_WRITTEN REQUEST 1_: From the records below, list each line that contains the string "carrot".

_DOCUMENT_:
** begin **

Litigation finance was a matter of considerable interest at ABI’s 2019 Annual Spring Meeting. The conference kicked off with a panel dedicated to the subject, prompting a number of conversations over the weekend about how financing works in practice and general agreement that there’s a definite role for legal finance in bankruptcy. This is consistent with research from the 2018 Litigation Finance Survey, in which nearly a third of lawyers report that they would be likely to consider using legal finance within the bankruptcy context. Together, these pieces of information suggest that bankruptcy litigation financing is poised to enter the mainstream—and for good reason.
Although legal claims held by bankruptcy estates often represent the best avenue of recovery for out of the money creditors, trustees and lawyers require resources to pursue the claims—and funding the litigation can be a challenge. While bankruptcy stakeholders historically have relied on a variety of financing options (e.g., contingency fee arrangements, fee deferrals, or further cash contributions from out of the money creditors), the solutions available often result in stakeholders settling claims for less than they are worth or forgoing them altogether.
Legal finance allows estates to pursue valuable claims that otherwise may have been abandoned or settled, which increases creditor recoveries. Litigation risk is valued and used to secure financing from a capital provider that is not a litigation party in exchange for a share of the future proceeds generated by the litigation risk. Funds are often provided on a non-recourse basis, so if the litigation does not meet the agreed definition of success, the capital provider does not receive back its capital or a return on its investment. This is particularly useful in the bankruptcy context, where appetite for risk among stakeholders may be limited.

** end **

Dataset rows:

** begin **

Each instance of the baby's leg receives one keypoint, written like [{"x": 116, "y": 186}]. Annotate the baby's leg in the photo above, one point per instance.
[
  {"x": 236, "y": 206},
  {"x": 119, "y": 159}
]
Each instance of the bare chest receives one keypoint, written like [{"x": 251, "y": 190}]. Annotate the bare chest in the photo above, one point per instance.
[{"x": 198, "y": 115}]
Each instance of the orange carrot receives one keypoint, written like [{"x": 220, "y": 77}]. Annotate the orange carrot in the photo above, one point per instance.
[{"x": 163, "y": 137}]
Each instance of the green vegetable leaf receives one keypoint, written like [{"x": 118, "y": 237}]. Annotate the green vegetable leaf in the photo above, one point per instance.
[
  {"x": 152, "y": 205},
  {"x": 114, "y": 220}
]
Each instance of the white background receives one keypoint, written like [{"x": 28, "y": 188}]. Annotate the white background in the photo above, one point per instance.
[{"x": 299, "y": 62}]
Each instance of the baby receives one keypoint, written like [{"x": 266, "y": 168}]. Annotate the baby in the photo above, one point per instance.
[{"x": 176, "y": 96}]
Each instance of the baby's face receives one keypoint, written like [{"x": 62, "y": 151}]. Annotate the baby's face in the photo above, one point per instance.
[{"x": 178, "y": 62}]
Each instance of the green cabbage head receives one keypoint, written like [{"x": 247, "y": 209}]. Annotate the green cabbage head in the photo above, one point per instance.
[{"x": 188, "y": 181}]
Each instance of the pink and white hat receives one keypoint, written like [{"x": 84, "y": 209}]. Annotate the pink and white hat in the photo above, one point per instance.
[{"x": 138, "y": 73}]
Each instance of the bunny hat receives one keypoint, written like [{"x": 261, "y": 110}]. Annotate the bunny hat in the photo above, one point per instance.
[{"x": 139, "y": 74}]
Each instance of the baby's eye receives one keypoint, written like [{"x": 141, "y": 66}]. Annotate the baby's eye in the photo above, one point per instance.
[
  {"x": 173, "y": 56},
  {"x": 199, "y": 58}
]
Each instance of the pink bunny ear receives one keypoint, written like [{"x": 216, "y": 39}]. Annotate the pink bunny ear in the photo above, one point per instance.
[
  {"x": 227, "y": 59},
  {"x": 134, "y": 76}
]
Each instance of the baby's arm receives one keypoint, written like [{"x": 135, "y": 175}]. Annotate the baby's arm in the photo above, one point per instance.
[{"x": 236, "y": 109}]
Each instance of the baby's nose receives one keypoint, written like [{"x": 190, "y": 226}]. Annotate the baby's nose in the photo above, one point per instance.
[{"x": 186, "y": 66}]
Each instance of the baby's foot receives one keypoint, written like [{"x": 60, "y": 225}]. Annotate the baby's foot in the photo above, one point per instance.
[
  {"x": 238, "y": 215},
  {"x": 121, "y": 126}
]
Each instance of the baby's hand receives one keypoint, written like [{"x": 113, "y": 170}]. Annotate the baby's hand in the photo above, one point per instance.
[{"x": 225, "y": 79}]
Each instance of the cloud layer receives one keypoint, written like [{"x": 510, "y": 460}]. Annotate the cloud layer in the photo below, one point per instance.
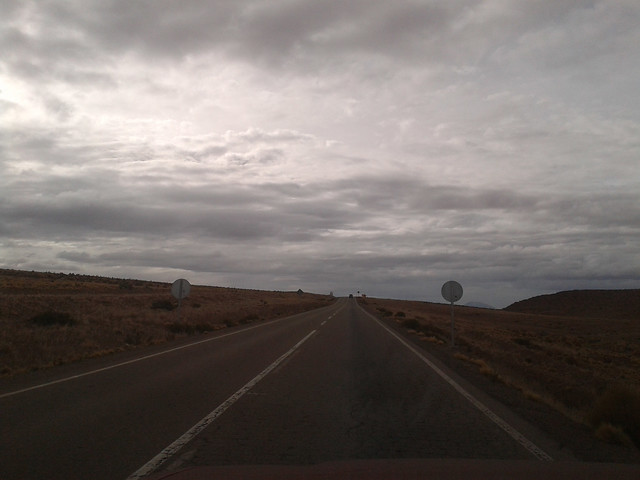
[{"x": 377, "y": 146}]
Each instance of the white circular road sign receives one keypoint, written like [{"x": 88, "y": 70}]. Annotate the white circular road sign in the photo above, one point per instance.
[{"x": 452, "y": 291}]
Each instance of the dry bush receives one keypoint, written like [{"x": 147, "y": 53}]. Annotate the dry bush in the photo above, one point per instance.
[
  {"x": 565, "y": 362},
  {"x": 110, "y": 315},
  {"x": 618, "y": 407}
]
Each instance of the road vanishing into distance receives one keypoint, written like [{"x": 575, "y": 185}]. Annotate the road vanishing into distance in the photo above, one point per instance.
[{"x": 328, "y": 385}]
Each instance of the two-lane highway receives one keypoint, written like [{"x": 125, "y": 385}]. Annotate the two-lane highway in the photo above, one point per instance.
[{"x": 331, "y": 384}]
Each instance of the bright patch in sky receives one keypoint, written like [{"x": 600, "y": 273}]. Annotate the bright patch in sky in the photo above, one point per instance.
[{"x": 373, "y": 146}]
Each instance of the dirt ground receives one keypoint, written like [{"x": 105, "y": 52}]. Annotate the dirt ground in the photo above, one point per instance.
[{"x": 551, "y": 369}]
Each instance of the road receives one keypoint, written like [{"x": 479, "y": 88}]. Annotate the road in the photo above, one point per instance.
[{"x": 331, "y": 384}]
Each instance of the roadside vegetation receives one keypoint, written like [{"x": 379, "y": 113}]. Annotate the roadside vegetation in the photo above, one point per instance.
[
  {"x": 48, "y": 319},
  {"x": 586, "y": 367}
]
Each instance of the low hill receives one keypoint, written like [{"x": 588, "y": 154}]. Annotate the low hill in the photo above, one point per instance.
[
  {"x": 619, "y": 304},
  {"x": 48, "y": 319}
]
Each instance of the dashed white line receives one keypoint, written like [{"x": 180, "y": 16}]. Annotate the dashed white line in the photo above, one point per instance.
[{"x": 171, "y": 450}]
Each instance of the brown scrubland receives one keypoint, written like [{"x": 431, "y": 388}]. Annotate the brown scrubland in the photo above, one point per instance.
[
  {"x": 48, "y": 319},
  {"x": 581, "y": 357}
]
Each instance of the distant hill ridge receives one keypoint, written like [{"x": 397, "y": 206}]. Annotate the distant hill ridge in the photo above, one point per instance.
[{"x": 620, "y": 304}]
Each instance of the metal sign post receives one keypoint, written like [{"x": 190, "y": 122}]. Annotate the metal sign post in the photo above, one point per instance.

** end **

_WRITTEN REQUEST 2_: In the article on bankruptcy litigation finance, what portion of lawyers in the 2018 Litigation Finance Survey said they would likely consider using legal finance in bankruptcy?

_TASK ANSWER 1_:
Each instance of the orange carrot receives one keypoint, written like [{"x": 220, "y": 77}]. Annotate the orange carrot in the photo above, one point per instance.

_TASK ANSWER 2_: Nearly a third.